What the task asks
Reproduce verbatim the lines of the data from the one containing "formatted like (461,302)." through the end of the data, including both ends.

(Position identification records)
(begin)

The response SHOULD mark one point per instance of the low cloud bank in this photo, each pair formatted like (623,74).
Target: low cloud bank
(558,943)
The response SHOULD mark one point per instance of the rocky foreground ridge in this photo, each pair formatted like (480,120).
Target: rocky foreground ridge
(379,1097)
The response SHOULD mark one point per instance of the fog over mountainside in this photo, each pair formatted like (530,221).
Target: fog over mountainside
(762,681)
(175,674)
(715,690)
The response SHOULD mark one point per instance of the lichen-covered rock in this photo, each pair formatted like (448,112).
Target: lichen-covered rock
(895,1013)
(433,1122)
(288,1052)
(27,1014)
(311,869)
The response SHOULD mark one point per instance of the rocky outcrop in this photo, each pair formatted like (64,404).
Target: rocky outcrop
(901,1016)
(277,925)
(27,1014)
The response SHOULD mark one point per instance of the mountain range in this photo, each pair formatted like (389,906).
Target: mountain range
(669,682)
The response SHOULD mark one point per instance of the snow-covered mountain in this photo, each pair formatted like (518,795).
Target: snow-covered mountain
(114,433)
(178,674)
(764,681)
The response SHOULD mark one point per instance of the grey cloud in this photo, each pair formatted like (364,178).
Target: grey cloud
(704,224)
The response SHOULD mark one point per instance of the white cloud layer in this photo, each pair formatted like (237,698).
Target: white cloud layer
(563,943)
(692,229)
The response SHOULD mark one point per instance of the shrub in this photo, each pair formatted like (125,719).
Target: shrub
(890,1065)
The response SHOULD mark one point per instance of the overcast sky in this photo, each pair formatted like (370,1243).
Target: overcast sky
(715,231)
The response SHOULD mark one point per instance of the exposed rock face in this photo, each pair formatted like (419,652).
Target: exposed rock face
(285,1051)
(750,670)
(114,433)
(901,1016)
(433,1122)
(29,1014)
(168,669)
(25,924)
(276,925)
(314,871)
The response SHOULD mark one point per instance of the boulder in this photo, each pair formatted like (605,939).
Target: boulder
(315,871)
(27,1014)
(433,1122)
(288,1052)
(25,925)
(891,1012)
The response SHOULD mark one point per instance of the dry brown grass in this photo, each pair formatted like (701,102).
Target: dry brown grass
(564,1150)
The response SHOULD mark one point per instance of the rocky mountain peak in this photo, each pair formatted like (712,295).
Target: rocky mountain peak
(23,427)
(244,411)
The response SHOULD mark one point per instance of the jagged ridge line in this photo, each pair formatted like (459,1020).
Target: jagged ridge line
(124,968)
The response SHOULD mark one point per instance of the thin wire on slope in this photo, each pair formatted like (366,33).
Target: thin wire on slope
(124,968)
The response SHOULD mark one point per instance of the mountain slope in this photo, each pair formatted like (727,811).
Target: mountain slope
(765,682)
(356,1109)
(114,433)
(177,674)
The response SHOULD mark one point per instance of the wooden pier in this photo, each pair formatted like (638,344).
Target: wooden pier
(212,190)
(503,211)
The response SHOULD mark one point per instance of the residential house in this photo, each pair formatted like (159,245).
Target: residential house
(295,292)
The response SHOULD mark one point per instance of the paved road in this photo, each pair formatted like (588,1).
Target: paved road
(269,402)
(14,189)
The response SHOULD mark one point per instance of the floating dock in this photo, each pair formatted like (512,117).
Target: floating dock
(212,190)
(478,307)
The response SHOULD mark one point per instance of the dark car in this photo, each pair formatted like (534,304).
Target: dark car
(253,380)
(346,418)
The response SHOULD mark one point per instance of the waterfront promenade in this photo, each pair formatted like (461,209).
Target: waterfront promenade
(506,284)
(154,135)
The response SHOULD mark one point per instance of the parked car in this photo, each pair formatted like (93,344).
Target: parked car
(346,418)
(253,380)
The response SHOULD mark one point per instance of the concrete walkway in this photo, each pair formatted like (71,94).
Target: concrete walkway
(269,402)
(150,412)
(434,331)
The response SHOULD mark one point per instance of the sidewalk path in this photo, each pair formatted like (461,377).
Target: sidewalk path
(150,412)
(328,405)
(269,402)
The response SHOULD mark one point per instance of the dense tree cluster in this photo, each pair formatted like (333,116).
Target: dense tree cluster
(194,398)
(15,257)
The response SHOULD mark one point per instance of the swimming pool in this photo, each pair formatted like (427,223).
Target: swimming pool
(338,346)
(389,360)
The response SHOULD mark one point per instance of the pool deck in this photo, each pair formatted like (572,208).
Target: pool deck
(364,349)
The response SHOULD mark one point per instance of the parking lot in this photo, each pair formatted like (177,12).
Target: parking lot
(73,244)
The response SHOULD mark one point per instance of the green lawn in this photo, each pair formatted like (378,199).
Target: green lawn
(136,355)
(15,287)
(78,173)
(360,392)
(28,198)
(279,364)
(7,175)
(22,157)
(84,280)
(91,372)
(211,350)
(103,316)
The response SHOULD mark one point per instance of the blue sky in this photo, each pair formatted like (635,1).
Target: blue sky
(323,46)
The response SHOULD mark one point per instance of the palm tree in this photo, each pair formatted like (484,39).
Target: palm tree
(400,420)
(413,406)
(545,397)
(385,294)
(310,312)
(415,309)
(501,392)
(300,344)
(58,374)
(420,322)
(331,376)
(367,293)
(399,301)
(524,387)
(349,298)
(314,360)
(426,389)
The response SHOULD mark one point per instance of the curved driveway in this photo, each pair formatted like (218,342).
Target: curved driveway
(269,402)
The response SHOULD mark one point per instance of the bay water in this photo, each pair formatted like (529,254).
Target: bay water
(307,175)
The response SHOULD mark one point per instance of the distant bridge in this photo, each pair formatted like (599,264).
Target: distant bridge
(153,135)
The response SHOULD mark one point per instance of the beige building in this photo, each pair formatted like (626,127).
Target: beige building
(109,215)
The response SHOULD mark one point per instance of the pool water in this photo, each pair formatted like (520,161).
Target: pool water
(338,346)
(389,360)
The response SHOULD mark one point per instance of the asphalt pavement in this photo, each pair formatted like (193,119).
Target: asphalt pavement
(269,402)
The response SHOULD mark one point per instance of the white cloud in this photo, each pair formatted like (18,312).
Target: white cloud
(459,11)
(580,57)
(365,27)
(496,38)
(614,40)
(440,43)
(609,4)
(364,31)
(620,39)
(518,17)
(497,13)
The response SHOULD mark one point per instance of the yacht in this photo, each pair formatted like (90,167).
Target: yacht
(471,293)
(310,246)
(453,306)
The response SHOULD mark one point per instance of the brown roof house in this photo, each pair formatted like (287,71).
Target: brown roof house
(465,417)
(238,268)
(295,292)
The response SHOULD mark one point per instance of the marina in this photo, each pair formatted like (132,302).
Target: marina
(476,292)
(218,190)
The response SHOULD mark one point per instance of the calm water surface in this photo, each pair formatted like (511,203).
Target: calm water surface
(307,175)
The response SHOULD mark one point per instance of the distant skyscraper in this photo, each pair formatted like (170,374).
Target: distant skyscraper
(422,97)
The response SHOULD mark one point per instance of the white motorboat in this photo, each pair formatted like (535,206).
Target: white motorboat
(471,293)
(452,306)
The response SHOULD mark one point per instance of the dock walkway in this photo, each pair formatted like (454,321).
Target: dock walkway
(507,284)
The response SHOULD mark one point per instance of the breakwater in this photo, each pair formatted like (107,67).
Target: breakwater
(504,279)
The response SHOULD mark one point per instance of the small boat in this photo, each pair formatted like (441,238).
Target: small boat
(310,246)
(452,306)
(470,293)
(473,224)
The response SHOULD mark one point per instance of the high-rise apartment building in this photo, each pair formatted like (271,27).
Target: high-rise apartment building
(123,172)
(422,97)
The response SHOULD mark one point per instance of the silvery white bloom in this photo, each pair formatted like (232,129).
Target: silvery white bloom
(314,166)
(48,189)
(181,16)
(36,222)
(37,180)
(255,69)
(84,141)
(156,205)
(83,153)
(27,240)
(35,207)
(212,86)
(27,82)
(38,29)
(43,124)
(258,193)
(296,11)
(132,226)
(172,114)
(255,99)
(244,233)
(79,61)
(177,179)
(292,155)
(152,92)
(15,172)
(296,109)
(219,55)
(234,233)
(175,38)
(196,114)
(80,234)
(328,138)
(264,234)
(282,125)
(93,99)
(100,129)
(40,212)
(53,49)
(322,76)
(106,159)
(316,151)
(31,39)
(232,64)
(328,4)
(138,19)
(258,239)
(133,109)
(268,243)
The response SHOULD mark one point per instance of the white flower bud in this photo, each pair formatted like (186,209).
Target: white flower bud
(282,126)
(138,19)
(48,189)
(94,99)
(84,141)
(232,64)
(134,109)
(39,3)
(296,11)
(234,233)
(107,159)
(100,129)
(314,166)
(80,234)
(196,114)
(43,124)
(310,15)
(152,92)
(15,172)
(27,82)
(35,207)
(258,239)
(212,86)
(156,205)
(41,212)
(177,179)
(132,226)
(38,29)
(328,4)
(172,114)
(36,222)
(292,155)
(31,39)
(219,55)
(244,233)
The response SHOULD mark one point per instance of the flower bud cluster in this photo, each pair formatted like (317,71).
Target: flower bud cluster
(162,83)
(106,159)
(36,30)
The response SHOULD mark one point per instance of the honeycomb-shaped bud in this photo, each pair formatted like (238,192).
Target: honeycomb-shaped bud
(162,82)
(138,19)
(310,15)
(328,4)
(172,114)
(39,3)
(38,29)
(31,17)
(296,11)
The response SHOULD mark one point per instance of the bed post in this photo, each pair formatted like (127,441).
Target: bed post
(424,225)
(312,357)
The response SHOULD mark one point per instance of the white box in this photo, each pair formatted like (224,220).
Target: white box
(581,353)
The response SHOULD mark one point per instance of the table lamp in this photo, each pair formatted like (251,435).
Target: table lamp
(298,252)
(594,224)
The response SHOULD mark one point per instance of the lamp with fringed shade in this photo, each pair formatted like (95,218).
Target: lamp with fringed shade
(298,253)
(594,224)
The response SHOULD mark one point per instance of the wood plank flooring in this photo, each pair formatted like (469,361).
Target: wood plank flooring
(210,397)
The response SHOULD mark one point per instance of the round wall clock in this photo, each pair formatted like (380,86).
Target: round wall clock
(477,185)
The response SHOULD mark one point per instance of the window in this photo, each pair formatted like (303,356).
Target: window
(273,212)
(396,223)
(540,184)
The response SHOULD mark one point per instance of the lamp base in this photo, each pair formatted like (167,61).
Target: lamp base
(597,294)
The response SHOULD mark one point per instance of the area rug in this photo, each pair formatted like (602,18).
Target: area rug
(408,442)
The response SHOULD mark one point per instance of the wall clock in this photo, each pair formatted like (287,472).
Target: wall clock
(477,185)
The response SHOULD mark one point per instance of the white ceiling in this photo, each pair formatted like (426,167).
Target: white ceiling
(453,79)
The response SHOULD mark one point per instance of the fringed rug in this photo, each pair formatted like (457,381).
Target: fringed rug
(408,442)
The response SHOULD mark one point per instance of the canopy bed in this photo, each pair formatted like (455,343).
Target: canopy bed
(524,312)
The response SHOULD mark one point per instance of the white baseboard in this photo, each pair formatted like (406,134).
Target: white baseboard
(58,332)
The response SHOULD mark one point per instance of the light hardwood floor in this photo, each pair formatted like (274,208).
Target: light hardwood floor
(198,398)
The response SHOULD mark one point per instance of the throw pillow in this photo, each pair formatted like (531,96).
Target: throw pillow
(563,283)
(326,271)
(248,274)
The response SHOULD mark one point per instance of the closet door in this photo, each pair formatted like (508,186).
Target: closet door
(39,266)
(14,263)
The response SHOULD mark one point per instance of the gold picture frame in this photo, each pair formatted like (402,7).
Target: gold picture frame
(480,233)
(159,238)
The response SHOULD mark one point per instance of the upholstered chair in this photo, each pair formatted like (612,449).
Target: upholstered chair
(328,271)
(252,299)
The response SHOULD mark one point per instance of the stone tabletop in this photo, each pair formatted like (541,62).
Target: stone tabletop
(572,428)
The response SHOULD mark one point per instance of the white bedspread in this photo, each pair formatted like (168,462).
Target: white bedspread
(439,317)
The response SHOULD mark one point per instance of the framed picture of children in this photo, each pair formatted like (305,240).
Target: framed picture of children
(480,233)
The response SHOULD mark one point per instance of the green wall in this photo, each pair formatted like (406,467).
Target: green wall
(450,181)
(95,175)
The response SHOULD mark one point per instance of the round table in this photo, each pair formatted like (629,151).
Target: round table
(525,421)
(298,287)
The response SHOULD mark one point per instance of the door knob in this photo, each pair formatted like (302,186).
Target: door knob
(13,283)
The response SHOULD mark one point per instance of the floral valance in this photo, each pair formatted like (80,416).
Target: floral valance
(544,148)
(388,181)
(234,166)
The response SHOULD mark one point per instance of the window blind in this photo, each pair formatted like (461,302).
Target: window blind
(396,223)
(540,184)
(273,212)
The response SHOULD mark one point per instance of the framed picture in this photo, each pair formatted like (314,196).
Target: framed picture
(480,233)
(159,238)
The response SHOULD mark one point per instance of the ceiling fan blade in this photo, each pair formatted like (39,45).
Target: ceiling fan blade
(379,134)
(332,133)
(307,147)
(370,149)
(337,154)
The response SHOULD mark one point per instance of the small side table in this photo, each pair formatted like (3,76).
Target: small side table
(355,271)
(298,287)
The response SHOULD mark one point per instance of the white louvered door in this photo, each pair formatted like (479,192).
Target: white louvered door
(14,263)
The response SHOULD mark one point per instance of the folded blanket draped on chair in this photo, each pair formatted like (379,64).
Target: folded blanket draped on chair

(end)

Output for this task
The response SHOULD mark one point per instance of the window blind in this photo, each pair formatted like (461,302).
Target: window blind
(396,223)
(540,184)
(273,212)
The response SHOULD mark one point per instance of the framed picture in this photo, each pair formatted like (314,196).
Target: framed picture
(480,233)
(159,238)
The response SHOULD mark one point per instance of the ceiling fan blade in this photo, each pair formatted like (39,45).
Target: ceiling fan blade
(379,134)
(332,133)
(307,147)
(370,149)
(337,154)
The response SHOULD mark one point per instance of the small side table in this photo, each pair formatted like (3,76).
Target: small side table
(355,271)
(298,287)
The response SHOULD mark one point per instance of the white louvered door in this photo, each pair formatted like (479,192).
Target: white louvered door
(14,263)
The response SHOULD mark one point per instance of the folded blanket draped on chair in this photo, each pair formatted like (379,64).
Target: folded blanket draped on chair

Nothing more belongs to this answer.